Natural language region descriptions>
*** Begin section ***

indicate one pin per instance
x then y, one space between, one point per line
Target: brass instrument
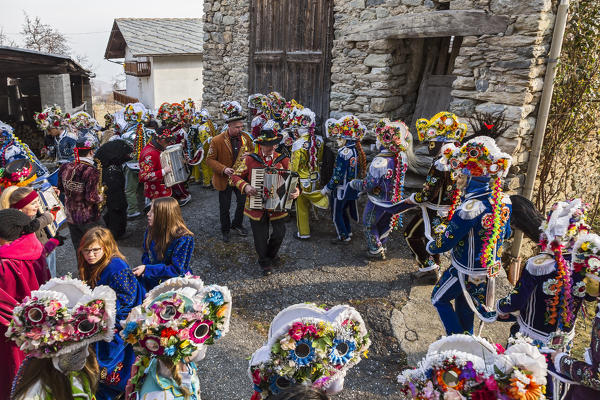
101 187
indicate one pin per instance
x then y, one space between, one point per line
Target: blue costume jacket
116 358
531 298
176 261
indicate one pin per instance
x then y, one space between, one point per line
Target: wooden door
290 46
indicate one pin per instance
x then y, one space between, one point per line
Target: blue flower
169 351
303 354
130 327
342 351
215 297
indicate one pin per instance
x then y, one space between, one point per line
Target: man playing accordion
265 158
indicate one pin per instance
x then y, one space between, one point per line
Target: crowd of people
138 331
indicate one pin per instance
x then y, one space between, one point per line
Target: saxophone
101 187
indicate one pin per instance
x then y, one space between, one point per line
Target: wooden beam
429 24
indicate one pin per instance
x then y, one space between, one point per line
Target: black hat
14 224
269 134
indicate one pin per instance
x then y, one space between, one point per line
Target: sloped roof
155 37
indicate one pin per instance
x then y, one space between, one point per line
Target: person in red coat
151 171
267 246
21 254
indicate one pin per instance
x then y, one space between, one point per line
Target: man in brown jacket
227 151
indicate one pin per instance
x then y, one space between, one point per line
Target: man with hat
225 154
266 245
152 173
80 181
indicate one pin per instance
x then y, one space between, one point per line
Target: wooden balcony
122 98
137 68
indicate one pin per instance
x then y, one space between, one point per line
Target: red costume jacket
243 176
151 173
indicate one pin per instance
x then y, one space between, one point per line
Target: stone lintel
429 24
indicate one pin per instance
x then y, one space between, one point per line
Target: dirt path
313 271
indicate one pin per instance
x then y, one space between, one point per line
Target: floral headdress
82 121
50 117
261 103
396 137
348 127
178 317
565 222
308 345
172 114
470 367
481 157
277 102
232 111
443 127
586 259
63 316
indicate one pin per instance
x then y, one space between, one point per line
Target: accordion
173 157
51 203
275 187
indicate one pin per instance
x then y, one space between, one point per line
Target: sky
87 24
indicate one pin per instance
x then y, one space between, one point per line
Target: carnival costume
81 183
309 345
350 164
470 367
266 243
586 259
474 235
59 321
116 358
307 155
176 322
175 262
137 135
12 148
20 263
384 184
439 197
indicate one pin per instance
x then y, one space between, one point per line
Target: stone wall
226 53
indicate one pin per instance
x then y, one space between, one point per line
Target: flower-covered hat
232 111
178 317
50 117
479 157
269 134
564 223
394 136
63 316
348 127
443 127
172 114
469 367
308 345
135 113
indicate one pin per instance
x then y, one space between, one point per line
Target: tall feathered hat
62 316
443 127
232 111
348 127
178 317
308 345
50 117
471 367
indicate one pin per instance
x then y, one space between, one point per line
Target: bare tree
5 40
43 37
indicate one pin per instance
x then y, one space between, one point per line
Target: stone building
403 59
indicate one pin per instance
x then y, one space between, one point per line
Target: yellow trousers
303 204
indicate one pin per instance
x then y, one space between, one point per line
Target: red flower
168 332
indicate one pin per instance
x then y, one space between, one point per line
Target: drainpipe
542 119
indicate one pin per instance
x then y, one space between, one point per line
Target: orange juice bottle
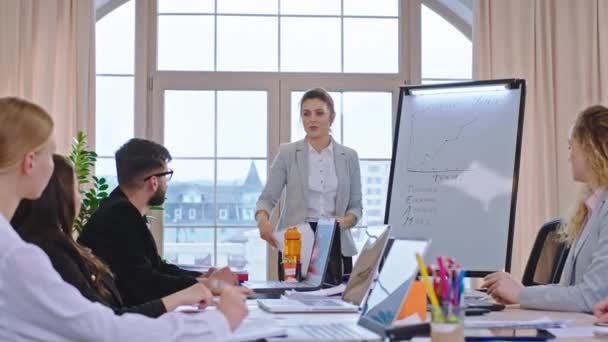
291 254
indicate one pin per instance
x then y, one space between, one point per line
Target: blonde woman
584 278
35 304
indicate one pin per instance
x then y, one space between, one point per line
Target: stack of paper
256 329
541 323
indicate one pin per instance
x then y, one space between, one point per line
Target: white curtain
47 55
561 48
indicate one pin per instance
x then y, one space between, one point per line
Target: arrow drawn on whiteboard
430 157
482 184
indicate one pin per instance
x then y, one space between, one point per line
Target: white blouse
322 184
37 305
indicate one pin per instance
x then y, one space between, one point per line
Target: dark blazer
68 263
119 235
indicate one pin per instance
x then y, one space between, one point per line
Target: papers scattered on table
329 292
573 332
256 329
541 323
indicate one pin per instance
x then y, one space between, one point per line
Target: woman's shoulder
53 244
286 149
349 152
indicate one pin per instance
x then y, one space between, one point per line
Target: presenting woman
321 179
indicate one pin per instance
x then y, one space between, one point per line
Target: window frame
151 83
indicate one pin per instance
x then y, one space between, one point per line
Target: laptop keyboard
331 331
279 285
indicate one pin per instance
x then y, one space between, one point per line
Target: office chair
547 257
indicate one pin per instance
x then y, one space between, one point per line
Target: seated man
118 231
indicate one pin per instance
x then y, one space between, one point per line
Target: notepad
256 329
541 323
329 292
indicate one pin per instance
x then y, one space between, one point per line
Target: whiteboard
454 171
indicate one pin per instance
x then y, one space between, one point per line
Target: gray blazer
289 171
584 281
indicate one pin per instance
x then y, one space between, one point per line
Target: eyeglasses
168 174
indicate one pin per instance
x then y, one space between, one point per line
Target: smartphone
507 334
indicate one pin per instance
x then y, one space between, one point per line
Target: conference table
575 320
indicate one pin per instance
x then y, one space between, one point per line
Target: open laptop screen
320 251
388 291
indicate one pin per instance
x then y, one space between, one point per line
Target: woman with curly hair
583 282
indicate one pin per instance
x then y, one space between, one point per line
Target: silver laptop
359 276
316 273
382 304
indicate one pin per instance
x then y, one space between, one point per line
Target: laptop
382 304
358 284
324 235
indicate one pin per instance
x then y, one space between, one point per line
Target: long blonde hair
590 130
24 127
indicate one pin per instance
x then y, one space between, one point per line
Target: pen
437 316
443 276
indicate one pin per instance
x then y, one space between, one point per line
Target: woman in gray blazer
321 179
584 280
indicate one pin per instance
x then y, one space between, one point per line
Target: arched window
219 81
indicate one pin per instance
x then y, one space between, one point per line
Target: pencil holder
447 324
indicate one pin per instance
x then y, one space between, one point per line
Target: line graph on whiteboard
444 151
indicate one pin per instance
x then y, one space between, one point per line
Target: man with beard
118 231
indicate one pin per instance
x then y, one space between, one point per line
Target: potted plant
93 189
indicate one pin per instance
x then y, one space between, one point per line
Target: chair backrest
547 257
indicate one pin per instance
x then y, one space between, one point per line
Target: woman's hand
503 287
195 294
266 230
220 278
347 221
232 305
600 310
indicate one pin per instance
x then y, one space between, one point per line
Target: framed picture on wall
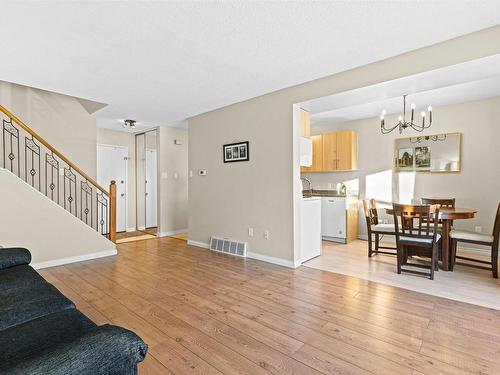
236 152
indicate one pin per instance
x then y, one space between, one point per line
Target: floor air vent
227 246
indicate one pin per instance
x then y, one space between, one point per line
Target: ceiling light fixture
403 124
129 124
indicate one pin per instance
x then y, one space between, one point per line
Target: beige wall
52 234
173 177
59 119
264 193
476 186
124 139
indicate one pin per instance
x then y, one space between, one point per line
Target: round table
447 215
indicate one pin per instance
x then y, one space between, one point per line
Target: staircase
28 156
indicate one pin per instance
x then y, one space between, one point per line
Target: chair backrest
371 214
442 202
496 227
415 220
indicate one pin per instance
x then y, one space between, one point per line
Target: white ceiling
473 80
161 62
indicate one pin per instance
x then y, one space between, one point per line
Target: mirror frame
395 150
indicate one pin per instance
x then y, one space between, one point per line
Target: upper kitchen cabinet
329 151
305 123
334 152
347 151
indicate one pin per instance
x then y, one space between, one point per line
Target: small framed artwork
236 152
423 157
405 158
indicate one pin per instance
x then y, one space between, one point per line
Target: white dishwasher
310 228
333 218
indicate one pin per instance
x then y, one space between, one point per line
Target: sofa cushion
25 340
19 277
14 256
22 304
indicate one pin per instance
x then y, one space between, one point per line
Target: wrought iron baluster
10 136
31 152
70 179
53 164
85 193
102 209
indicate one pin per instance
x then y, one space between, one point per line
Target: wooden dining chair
478 239
420 239
443 202
375 229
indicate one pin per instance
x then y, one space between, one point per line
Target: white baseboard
256 256
171 232
78 258
198 244
462 248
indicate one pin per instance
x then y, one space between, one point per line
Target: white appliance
334 218
310 228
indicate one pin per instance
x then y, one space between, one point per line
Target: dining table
447 215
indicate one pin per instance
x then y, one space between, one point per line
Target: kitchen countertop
322 193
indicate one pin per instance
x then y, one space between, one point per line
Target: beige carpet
464 284
136 238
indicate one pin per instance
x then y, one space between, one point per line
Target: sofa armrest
14 256
103 350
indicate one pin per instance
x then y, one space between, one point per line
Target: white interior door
151 188
112 165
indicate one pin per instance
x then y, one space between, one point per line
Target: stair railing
39 164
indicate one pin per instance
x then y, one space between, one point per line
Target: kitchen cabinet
334 152
339 218
329 151
346 151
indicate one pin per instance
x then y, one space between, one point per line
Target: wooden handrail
112 211
52 149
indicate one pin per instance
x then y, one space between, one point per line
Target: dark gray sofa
41 331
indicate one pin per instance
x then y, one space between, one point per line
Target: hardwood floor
464 284
206 313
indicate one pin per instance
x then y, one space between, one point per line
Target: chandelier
403 124
129 124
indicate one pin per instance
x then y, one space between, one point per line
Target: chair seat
470 236
418 239
387 228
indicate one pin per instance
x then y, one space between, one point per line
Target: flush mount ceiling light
129 124
403 124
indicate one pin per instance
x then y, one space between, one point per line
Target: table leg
445 243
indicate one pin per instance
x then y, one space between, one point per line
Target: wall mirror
428 153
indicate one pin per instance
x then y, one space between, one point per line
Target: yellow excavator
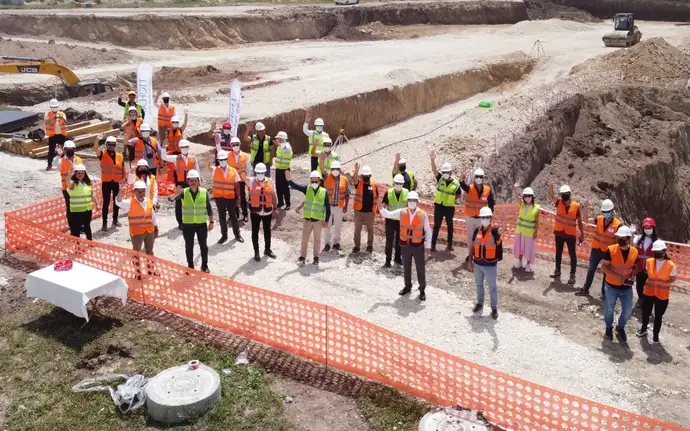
48 66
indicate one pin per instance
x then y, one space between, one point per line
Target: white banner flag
145 90
235 105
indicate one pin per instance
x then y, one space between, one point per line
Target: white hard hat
624 231
658 245
606 205
485 212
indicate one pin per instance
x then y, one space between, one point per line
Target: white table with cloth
73 289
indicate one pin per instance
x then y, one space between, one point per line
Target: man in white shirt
415 241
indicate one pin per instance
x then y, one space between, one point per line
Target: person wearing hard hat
338 190
487 251
393 200
527 228
130 103
604 236
400 168
81 202
55 126
112 173
146 147
619 268
282 161
143 225
262 199
196 212
182 163
414 240
365 205
568 219
226 192
315 138
316 212
662 274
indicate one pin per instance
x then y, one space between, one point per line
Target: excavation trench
628 144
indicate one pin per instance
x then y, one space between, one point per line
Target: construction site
558 106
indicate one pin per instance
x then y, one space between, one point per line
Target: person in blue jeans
619 267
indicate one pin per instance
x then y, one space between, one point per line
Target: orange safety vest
620 267
604 238
165 115
359 196
140 219
65 166
658 283
342 189
474 202
224 185
566 222
55 118
182 167
261 196
112 171
412 230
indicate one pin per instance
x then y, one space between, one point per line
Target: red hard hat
648 222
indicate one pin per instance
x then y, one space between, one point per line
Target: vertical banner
145 91
235 105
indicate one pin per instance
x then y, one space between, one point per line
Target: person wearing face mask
282 162
315 138
662 274
112 173
262 199
143 225
196 212
619 268
55 125
316 212
527 228
400 168
183 163
414 239
643 243
568 218
81 202
393 200
487 252
338 190
365 205
604 236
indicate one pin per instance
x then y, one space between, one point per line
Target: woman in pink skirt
526 229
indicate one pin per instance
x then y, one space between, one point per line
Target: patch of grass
44 351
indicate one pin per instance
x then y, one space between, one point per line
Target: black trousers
81 221
53 142
201 232
282 188
257 220
227 207
392 237
442 212
570 242
659 306
111 187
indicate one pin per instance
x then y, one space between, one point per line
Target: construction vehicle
48 66
625 32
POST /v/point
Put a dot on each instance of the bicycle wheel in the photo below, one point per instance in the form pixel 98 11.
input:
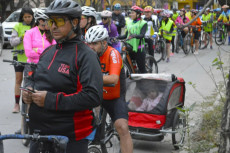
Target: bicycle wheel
pixel 179 127
pixel 151 64
pixel 161 49
pixel 187 44
pixel 127 69
pixel 107 133
pixel 202 43
pixel 220 38
pixel 25 130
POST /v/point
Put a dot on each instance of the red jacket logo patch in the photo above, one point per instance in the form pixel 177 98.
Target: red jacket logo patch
pixel 64 69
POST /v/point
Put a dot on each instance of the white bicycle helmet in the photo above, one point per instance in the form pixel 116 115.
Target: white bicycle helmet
pixel 106 13
pixel 89 11
pixel 40 15
pixel 96 33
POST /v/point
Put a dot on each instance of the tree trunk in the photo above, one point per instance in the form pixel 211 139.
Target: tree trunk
pixel 225 124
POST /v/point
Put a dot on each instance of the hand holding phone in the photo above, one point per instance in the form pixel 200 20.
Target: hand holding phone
pixel 27 89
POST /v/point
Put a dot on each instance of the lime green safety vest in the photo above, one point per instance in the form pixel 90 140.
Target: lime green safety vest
pixel 207 28
pixel 167 28
pixel 21 29
pixel 174 17
pixel 135 28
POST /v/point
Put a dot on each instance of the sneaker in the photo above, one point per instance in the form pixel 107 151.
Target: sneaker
pixel 195 53
pixel 167 60
pixel 16 108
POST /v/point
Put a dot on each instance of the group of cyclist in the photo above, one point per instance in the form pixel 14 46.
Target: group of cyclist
pixel 75 58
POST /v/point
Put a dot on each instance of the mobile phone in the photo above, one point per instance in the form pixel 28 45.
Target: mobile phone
pixel 27 89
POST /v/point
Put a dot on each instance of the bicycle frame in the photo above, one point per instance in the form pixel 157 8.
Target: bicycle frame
pixel 127 58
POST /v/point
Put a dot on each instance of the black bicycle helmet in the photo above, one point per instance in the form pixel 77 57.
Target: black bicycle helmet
pixel 64 7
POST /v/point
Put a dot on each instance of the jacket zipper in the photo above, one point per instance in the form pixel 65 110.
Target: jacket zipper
pixel 52 60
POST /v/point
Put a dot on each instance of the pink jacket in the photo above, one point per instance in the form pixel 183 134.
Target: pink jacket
pixel 180 21
pixel 35 44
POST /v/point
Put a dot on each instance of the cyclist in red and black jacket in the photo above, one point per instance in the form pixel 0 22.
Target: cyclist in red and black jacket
pixel 67 82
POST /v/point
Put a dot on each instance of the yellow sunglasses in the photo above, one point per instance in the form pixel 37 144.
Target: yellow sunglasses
pixel 59 21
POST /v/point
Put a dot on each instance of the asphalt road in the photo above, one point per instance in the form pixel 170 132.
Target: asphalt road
pixel 187 67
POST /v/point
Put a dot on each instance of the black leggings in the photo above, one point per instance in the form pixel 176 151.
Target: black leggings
pixel 150 45
pixel 80 146
pixel 140 59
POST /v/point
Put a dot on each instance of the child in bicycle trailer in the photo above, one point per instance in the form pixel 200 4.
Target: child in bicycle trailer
pixel 113 73
pixel 151 101
pixel 136 30
pixel 196 30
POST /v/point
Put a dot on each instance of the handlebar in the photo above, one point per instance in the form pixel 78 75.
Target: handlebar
pixel 60 140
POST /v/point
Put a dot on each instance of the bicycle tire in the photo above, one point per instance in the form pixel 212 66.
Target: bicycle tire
pixel 107 131
pixel 187 44
pixel 162 48
pixel 158 54
pixel 25 130
pixel 151 64
pixel 201 40
pixel 178 120
pixel 220 33
pixel 127 69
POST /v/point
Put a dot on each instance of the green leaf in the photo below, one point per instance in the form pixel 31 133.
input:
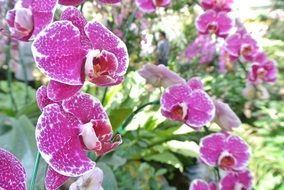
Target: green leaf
pixel 109 182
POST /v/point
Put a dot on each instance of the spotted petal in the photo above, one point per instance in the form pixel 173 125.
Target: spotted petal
pixel 54 180
pixel 57 136
pixel 12 173
pixel 59 54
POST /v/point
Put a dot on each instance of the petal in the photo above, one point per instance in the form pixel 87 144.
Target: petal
pixel 201 109
pixel 54 180
pixel 12 173
pixel 57 91
pixel 104 39
pixel 84 107
pixel 59 54
pixel 71 2
pixel 199 184
pixel 74 15
pixel 57 136
pixel 239 149
pixel 43 12
pixel 146 5
pixel 211 147
pixel 41 97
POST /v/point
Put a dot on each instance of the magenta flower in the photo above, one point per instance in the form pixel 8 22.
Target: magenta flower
pixel 265 71
pixel 69 50
pixel 241 44
pixel 199 184
pixel 151 5
pixel 225 151
pixel 237 180
pixel 160 75
pixel 29 17
pixel 212 22
pixel 217 5
pixel 188 103
pixel 202 48
pixel 225 117
pixel 12 173
pixel 65 132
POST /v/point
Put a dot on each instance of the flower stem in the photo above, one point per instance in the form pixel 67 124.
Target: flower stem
pixel 35 171
pixel 131 116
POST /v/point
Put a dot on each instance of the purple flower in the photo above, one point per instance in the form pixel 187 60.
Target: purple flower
pixel 29 17
pixel 217 5
pixel 188 103
pixel 70 50
pixel 12 173
pixel 241 44
pixel 66 130
pixel 151 5
pixel 160 75
pixel 212 22
pixel 225 151
pixel 225 117
pixel 199 184
pixel 237 180
pixel 202 48
pixel 265 71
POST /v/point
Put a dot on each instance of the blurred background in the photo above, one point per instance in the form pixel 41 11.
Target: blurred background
pixel 157 153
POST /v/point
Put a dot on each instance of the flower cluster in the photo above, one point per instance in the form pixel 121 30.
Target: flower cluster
pixel 69 51
pixel 234 42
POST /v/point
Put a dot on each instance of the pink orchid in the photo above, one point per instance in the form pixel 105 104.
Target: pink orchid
pixel 151 5
pixel 12 173
pixel 160 75
pixel 212 22
pixel 225 117
pixel 237 180
pixel 265 71
pixel 217 5
pixel 29 17
pixel 200 184
pixel 202 48
pixel 78 2
pixel 225 151
pixel 66 130
pixel 90 181
pixel 188 103
pixel 70 49
pixel 242 45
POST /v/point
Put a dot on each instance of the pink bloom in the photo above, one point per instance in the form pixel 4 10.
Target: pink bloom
pixel 225 151
pixel 237 180
pixel 188 103
pixel 28 18
pixel 65 132
pixel 151 5
pixel 265 71
pixel 160 75
pixel 12 173
pixel 241 44
pixel 90 181
pixel 70 50
pixel 225 117
pixel 202 48
pixel 217 5
pixel 212 22
pixel 199 184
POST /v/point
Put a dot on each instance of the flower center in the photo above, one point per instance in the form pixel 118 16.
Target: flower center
pixel 89 136
pixel 246 50
pixel 212 28
pixel 226 161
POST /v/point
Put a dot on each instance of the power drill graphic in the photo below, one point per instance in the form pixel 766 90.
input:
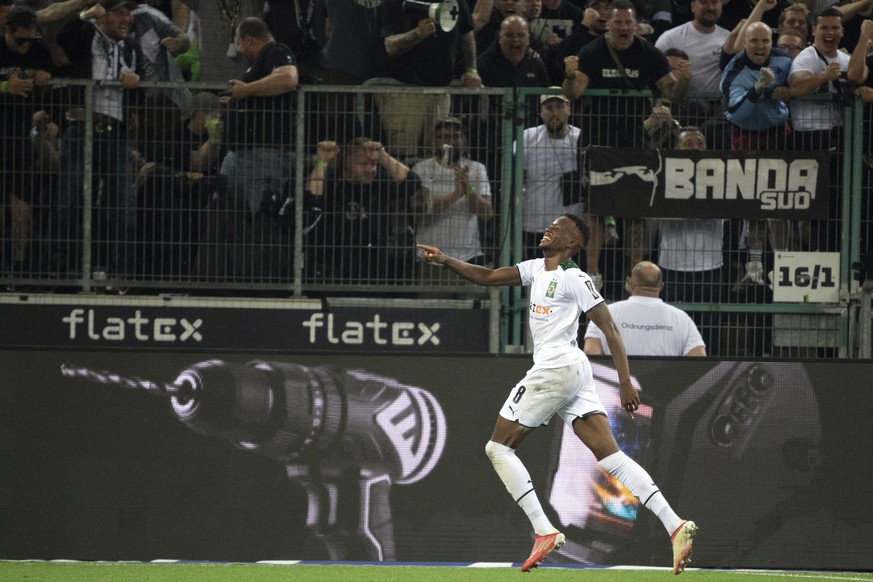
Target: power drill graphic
pixel 345 437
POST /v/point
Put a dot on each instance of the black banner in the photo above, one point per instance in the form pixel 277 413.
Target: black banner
pixel 192 325
pixel 644 183
pixel 142 456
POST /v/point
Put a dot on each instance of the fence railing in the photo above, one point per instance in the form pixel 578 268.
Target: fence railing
pixel 187 194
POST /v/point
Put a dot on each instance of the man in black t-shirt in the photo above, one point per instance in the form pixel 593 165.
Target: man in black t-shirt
pixel 259 120
pixel 621 61
pixel 25 69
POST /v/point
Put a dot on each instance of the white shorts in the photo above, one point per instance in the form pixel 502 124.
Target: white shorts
pixel 568 391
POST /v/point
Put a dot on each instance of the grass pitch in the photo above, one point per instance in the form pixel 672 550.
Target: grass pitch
pixel 213 572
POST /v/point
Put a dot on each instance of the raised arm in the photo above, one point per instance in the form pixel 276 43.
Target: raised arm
pixel 575 81
pixel 857 70
pixel 473 273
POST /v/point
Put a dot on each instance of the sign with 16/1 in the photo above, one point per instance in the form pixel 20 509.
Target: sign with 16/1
pixel 806 277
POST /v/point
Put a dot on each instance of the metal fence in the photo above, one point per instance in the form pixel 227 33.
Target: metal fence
pixel 188 194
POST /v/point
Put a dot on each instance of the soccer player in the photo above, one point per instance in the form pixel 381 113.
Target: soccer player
pixel 561 381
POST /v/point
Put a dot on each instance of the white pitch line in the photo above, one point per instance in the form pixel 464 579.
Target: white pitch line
pixel 798 575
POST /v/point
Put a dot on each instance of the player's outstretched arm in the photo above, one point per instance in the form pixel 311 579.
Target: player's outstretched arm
pixel 474 273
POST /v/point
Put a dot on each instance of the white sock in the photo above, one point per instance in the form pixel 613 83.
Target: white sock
pixel 638 481
pixel 515 477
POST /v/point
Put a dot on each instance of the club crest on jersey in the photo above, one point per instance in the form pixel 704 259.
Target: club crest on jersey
pixel 550 292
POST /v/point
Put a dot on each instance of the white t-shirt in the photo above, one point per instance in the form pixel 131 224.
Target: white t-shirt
pixel 557 299
pixel 455 230
pixel 545 160
pixel 692 244
pixel 703 49
pixel 816 115
pixel 650 327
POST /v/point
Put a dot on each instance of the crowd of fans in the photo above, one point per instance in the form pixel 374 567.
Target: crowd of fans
pixel 386 168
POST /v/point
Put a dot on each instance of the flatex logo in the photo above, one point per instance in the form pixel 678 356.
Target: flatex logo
pixel 377 331
pixel 91 325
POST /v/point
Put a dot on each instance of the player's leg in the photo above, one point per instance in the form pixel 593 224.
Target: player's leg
pixel 594 431
pixel 531 403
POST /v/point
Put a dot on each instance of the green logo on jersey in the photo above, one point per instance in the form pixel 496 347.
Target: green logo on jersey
pixel 550 292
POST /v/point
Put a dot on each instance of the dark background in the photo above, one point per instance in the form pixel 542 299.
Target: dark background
pixel 102 472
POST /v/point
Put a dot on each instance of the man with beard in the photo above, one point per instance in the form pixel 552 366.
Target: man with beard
pixel 619 60
pixel 702 39
pixel 821 68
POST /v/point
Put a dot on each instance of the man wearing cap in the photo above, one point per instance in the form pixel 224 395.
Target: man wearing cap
pixel 98 48
pixel 550 154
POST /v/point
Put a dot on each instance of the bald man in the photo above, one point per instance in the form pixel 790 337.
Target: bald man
pixel 648 326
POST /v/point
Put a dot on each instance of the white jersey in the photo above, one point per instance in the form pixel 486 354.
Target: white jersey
pixel 816 115
pixel 557 299
pixel 650 327
pixel 704 50
pixel 545 160
pixel 455 230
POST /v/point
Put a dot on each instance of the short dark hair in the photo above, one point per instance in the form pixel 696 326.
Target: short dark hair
pixel 254 27
pixel 448 122
pixel 829 12
pixel 623 5
pixel 676 52
pixel 21 16
pixel 583 227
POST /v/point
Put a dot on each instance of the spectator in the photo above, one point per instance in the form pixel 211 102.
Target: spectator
pixel 160 41
pixel 102 51
pixel 419 52
pixel 755 89
pixel 510 62
pixel 733 13
pixel 690 254
pixel 791 42
pixel 219 58
pixel 365 234
pixel 555 22
pixel 619 60
pixel 351 42
pixel 595 21
pixel 487 34
pixel 702 38
pixel 649 327
pixel 795 17
pixel 299 25
pixel 854 13
pixel 260 162
pixel 25 70
pixel 454 197
pixel 551 155
pixel 821 68
pixel 736 43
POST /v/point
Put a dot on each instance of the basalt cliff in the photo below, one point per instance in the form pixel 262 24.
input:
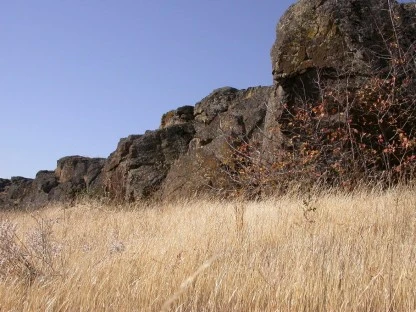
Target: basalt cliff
pixel 341 108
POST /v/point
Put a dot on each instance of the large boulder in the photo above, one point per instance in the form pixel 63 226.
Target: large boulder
pixel 224 120
pixel 141 162
pixel 343 36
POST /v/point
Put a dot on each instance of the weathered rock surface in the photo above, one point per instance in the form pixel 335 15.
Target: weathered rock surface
pixel 337 35
pixel 178 116
pixel 223 118
pixel 141 162
pixel 329 41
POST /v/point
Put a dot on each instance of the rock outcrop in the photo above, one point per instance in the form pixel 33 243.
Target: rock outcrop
pixel 201 149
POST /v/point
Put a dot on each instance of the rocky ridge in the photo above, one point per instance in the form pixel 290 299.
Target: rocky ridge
pixel 194 149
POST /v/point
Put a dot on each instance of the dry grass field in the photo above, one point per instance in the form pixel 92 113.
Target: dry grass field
pixel 323 252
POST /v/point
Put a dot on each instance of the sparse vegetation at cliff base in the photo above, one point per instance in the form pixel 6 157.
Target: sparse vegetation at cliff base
pixel 313 252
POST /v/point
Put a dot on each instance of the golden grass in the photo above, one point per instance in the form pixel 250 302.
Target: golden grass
pixel 332 252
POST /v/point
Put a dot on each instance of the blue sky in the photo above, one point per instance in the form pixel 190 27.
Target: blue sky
pixel 77 75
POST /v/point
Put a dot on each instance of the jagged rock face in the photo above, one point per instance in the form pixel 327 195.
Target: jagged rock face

*** End section ***

Exercise directions> Your job is to return all lines above that hold the word "jagged".

Exercise response>
Put a dot on each instance of the jagged rock face in the photo above, one point per instance in the form pixel 327 195.
Target: jagged rock face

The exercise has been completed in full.